===== RAW DATA

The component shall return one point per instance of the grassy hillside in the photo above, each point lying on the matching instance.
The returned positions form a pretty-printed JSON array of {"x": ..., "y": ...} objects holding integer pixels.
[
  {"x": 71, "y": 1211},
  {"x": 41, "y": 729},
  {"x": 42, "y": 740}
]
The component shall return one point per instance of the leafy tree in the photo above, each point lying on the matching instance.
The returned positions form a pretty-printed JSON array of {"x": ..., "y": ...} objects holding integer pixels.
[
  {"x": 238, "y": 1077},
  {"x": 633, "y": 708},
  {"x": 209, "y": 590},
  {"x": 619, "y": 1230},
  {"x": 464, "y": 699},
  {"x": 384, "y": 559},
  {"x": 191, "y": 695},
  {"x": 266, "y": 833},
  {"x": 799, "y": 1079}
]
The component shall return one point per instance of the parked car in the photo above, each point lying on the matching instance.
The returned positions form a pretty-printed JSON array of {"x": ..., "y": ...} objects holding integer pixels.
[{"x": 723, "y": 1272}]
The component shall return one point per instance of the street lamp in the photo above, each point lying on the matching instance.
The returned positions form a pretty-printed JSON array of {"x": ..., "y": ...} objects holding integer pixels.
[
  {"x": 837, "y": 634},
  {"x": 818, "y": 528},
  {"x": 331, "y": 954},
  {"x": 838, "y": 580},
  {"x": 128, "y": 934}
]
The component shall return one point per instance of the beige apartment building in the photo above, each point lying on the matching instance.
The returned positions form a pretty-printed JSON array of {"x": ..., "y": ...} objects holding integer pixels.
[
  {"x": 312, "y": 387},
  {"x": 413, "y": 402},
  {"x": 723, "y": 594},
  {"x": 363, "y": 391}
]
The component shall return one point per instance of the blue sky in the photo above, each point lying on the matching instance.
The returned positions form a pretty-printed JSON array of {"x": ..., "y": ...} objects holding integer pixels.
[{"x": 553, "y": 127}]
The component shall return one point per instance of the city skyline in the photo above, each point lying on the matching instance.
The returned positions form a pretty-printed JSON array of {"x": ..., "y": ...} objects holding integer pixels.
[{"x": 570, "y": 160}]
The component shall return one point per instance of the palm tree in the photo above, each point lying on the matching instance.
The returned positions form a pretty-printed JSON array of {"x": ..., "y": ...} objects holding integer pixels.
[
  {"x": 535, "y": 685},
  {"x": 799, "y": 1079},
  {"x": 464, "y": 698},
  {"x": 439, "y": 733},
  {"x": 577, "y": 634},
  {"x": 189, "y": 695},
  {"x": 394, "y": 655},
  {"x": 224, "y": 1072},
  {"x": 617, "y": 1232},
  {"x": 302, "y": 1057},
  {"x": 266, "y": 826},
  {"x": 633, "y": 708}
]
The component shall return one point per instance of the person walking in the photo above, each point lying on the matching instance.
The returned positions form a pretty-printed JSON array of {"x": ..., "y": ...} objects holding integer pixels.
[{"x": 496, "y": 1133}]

==========
===== RAW DATA

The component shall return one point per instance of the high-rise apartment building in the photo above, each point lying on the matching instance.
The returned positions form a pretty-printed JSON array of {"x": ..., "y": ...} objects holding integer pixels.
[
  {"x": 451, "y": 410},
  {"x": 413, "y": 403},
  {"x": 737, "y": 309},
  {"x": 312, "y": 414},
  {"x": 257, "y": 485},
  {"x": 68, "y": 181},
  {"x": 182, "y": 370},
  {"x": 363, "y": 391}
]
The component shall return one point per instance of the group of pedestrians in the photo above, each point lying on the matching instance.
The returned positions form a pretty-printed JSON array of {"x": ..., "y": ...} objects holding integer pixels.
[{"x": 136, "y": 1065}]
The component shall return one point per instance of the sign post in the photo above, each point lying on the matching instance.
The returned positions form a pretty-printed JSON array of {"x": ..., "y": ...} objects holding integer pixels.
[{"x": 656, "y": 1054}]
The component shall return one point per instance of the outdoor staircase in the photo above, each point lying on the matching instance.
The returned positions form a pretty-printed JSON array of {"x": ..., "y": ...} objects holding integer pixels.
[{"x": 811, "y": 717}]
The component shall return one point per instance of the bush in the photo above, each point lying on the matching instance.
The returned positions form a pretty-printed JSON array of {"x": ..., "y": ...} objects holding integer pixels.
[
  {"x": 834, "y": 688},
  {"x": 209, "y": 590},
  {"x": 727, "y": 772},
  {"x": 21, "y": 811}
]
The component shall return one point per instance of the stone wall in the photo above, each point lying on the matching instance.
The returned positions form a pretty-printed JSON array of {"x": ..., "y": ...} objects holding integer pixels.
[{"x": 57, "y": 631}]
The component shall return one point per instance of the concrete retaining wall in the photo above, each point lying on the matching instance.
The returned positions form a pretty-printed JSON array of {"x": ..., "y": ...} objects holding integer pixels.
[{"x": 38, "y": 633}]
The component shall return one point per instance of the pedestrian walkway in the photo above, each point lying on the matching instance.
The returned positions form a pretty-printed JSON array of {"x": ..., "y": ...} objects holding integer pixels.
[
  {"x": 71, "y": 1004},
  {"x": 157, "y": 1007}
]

==========

-- AIM OF THE TASK --
From the records above, quote only the lines running from the line with "The component shall return one point per instance of the grassy" to the line with "The component shall return one point per instance of the street", both lines included.

-- OUTPUT BELOW --
The component shall return one point per instance of the grassy hillside in the photo above, each point lying on the matching instance.
The returned positions form a pretty-printed JSON array of {"x": ..., "y": ...} objects holding integer pixels.
[
  {"x": 71, "y": 1211},
  {"x": 41, "y": 729},
  {"x": 42, "y": 740}
]
The component shall return one point per instance of the leafy tree in the photo above, each point lying on the matching instance.
The returned positions form a pretty-printed JSON array of {"x": ..., "y": ...} objects holding integer pixels.
[
  {"x": 238, "y": 1077},
  {"x": 633, "y": 708},
  {"x": 209, "y": 590},
  {"x": 619, "y": 1230},
  {"x": 464, "y": 699},
  {"x": 384, "y": 559},
  {"x": 191, "y": 695},
  {"x": 266, "y": 833},
  {"x": 799, "y": 1079}
]
The component shall return one point per instance of the parked car in the photo above, each point lying on the matching instance.
The returned positions form a pretty-printed JSON array of {"x": ..., "y": ...} objects holding integer pixels.
[{"x": 723, "y": 1272}]
The component shall return one point per instance of the street lamp in the photo above, each point lying on the matching instance.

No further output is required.